> **YOUR GOAL**
Please print the data shown below without any alteration.

> **DATA TO PROCESS**
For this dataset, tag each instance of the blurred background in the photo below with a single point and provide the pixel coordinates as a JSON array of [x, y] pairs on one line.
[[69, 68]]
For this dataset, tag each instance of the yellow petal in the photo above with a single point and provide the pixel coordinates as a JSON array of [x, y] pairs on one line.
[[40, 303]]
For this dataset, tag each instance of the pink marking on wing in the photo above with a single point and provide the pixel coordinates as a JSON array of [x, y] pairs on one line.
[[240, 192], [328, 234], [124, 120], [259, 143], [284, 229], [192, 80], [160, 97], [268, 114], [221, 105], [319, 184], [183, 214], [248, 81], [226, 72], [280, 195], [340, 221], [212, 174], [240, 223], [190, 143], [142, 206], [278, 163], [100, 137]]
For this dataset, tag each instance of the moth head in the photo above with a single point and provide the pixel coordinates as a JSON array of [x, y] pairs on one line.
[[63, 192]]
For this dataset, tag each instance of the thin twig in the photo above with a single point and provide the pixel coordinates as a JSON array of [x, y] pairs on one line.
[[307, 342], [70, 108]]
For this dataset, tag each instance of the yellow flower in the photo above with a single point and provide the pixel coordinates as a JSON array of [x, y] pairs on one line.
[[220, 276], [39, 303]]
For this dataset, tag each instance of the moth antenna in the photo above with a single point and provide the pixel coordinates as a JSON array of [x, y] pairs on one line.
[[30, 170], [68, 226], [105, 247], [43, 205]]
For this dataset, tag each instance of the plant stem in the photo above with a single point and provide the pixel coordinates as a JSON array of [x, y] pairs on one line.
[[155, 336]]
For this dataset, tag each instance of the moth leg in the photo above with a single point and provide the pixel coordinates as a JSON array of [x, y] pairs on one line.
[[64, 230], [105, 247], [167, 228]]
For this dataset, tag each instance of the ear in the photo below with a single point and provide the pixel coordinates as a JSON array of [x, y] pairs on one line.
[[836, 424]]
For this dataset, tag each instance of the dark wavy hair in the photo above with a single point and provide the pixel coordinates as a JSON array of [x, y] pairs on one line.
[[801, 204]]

> **EXERCISE RESPONSE**
For this dataset, tag each instance of the blurred background in the photo below with a single point and provide the pixel coordinates as a JSON array of [x, y] pairs on one line.
[[69, 68]]
For this dataset, tag each instance of the yellow petal in the photo above with a single point and provide the pixel coordinates as a JSON array of [x, y] pairs on one line.
[[40, 303]]
For this dataset, tag each instance of the pink marking on wing in the photo above with a single point and provide the pixel coordinates as a JSON array of [x, y] pairs on one line.
[[240, 192], [328, 234], [124, 120], [259, 143], [284, 229], [192, 80], [160, 97], [268, 114], [221, 105], [319, 184], [183, 214], [248, 81], [226, 72], [280, 195], [340, 221], [212, 174], [240, 223], [190, 143], [142, 206], [278, 163], [100, 137]]
For this dataset, tag each instance of the moth head in the photo above with a single point and provide the pixel coordinates as a JSON array of [x, y] pairs on one line.
[[63, 192]]
For this dataset, tag each instance of the thin twig in the photo above with a single point and provide the pixel coordinates as a JSON array of [x, y] pairs on one line.
[[307, 342], [70, 108]]
For this dataset, tag each instance of the yellow flower in the photo above with a single point and provide the pixel coordinates as a JSON array of [x, y] pairs on one line.
[[220, 276], [39, 303]]
For this dataset, tag each instance of the moth antenna in the photo above with a single point and provide the pixel coordinates as a JSON array of [x, y] pairs on one line.
[[30, 170], [68, 226], [105, 247], [43, 205]]
For this dataset, tag each instance of the plant stem in the photo above with a single point and provide the pixel coordinates as a JSON array of [x, y] pairs on one line.
[[155, 336]]
For this dataset, tag each instance of the moth leg in the photo above with a single point and provide the pixel coordinates as a JSON array of [x, y] pairs on one line.
[[64, 230], [105, 247], [167, 228]]
For this dataset, tag each instance of the ear in the photo below with a single point and provide the pixel coordinates as a JSON array of [x, y] pairs on one line.
[[836, 424]]
For this dataset, tag each instance of the dark wavy hair in the photo above with a single point and provide the pixel coordinates as a JSON array of [x, y] pairs on one line.
[[801, 204]]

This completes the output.